■ **What you will do**
• 1. According to the call transcript, which node is described as the building block for HBM?
• 2. Summarize the call transcript in two sentences.
• 3. Write the next part of the call transcript, starting right after its final sentence.

■ **Document extract**
* * * * * * *

We announced today that we started production shipments for our customer, and the ramp is on for us throughout this year and into next year. We've made really good progress on our yields and on our capacity. And the throughputs within that capacity, we feel very good about and feel good about being able to reach the targets that Sumit just talked about with regard to having our share of HBM match our share of overall DRAM capacity in bits sometime next year. In terms of your question on CapEx, just to Sumit's point, we make these decisions with regard to how much CapEx we'll spend in DRAM or NAND, both based on the demand that we see but also independently, right?
I think we'll be looking at the market for and the demand for DRAM across all the drivers, and then similarly looking at the market for NAND and trying to decide how much we would invest there to be able to meet the demand that we see in that market separately.
Speaker 13
Got it. Thank you, guys.
Operator (participant)
Thank you. One moment for our next question. Our next question is from Thomas O'Malley from Barclays. Your question, please.
Thomas O'Malley (Director and Research Analyst)
Hey guys. Thanks for looping me back in. I appreciate it. I have a little bit of connectivity issues here. But mine's a two-parter. One is, I think, capacity constraints was a common theme on the call that kept coming back up again. Could you talk about what is causing the capacity concern? Is it just the time it takes to put tools in your fabs in order to build HBM? Is it potentially a tool that you're unable to get? Just any kind of color on what is the limiting factor there and if there could be some potential upside if something were to go a bit better. And then the second part of the question is you obviously have a public announcement with NVIDIA.
Just given your capacity constraints, how should we be thinking about your ability to serve some of the other AI accelerator names in the market next year as well? Thank you very much.
Manish Bhatia (EVP of Global Operations)
So thanks, Tom, and welcome back. So I'll take the CapEx part, and then I'll let Sumit take the capacity part, and I'll let Sumit take the customer-related question. So really, there are three factors, I think, in terms of what's creating the supply tightness at leading-edge nodes. And two of them are common to DRAM and NAND, and then the last one is really unique to DRAM.
But the first one is that we, as well as the rest of the industry, have had significant capital reductions as we went through the downturn of the last 18 months. And so the lower basis of CapEx that we've had and I mentioned on the previous call, WFE for us is down fiscal 2024 over fiscal 2023. So those decisions and the timing of that certainly impact our supply on the leading-edge nodes.
It was done, obviously, as we have had very, very high inventory levels. So we're trying to make sure we time any increases in CapEx in line with inventories coming down. The second is this comment that we've been making, and we've been trying to be transparent, that we have undertaken a strategy to structurally reduce the wafer start capacity across both DRAM and NAND. We're doing that to be able to take some of that capacity and equipment and actually apply it to converting to these leading-edge nodes. It's a capital-efficient way to get the benefits of these new technologies.
These new technologies, in and of themselves, have lower costs, but they also have better performance, lower power. In particular, 1-beta, again, that's the building block for our HBM, has higher performance and lower power than others in the industry and certainly than our prior node.

* * * * * * *

■ **Data lines**
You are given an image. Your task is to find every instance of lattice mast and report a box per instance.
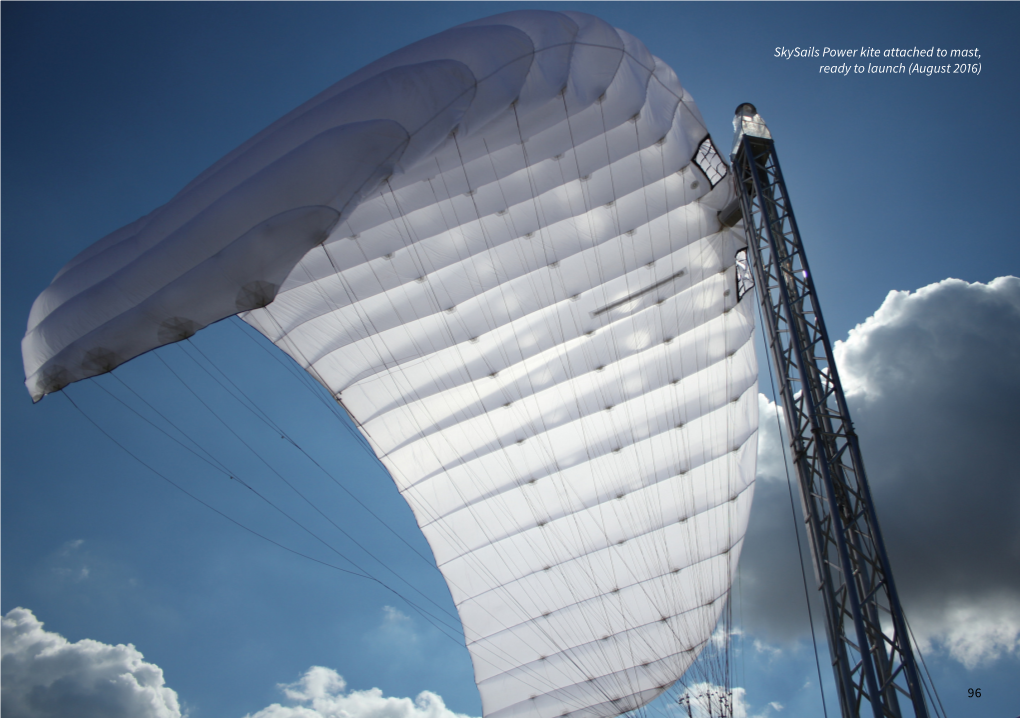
[722,104,928,718]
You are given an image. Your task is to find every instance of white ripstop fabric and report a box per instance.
[22,10,758,718]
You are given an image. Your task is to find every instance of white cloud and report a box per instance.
[246,666,481,718]
[673,681,782,718]
[0,603,182,718]
[741,277,1020,667]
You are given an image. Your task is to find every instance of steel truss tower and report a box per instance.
[720,104,928,718]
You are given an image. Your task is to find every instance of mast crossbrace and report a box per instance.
[732,124,928,718]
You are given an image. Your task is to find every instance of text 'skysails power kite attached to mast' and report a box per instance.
[23,11,758,718]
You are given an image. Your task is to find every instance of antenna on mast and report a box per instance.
[720,103,928,718]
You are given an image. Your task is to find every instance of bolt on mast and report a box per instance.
[720,103,928,718]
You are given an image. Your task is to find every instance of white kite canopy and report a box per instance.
[23,10,758,718]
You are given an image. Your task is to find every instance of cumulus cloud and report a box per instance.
[742,277,1020,667]
[246,666,481,718]
[0,608,182,718]
[673,681,782,718]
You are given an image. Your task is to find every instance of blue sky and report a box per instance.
[0,2,1020,718]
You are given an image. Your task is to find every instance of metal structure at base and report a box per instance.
[721,104,928,718]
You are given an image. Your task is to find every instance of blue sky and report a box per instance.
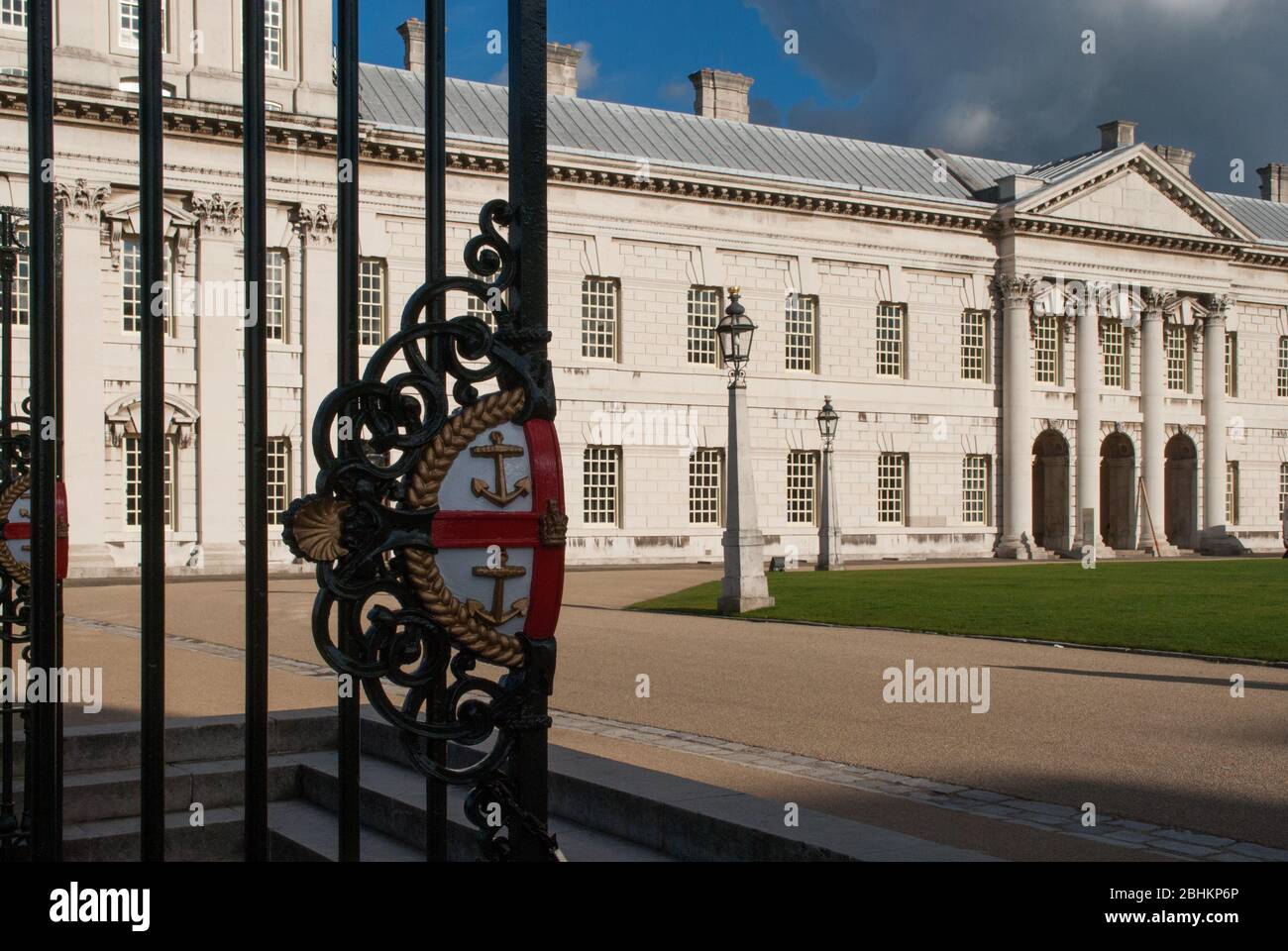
[337,0,1288,194]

* * * * * * *

■ **Responses for each task**
• 1. The 1-beta node.

• 2. Production shipments have started for a customer, with good progress on yields and capacity and a target of matching HBM share to overall DRAM bit share sometime next year, while DRAM and NAND capital spending are each decided separately based on demand. Asked about capacity constraints, an executive attributes supply tightness at leading-edge nodes partly to industry-wide capital reductions during the downturn and partly to a deliberate reduction of wafer start capacity so that equipment can be applied to new nodes such as 1-beta, which brings lower cost, higher performance, and lower power.

• 3.
But that structural reduction also reduces our capability overall on supply. Those two factors are common to DRAM and NAND. The third one, of course, is the trade ratio for HBM. As we increase the mix of HBM in our business and as HBM increases in penetration across the industry, this trade ratio of needing to start for HBM3E approximately 3 wafers in order to get the same number of bits as you would were you to be starting a 1 DDR5 wafer, this also weighs on the supply capacity for everyone in the industry, frankly. So that's sort of a little bit of a breakdown on sort of what's creating this. Of course, our levels of profitability are still below where they need to be, even with the results we reported.
Thomas O'Malley (Director and Research Analyst)
So we are trying to be disciplined and make sure that we're able to return good ROI on any increases in capital investment that there would be, say, in fiscal year 2025. Sumit, do you want to talk about?
Sumit Sadana (Chief Business Officer)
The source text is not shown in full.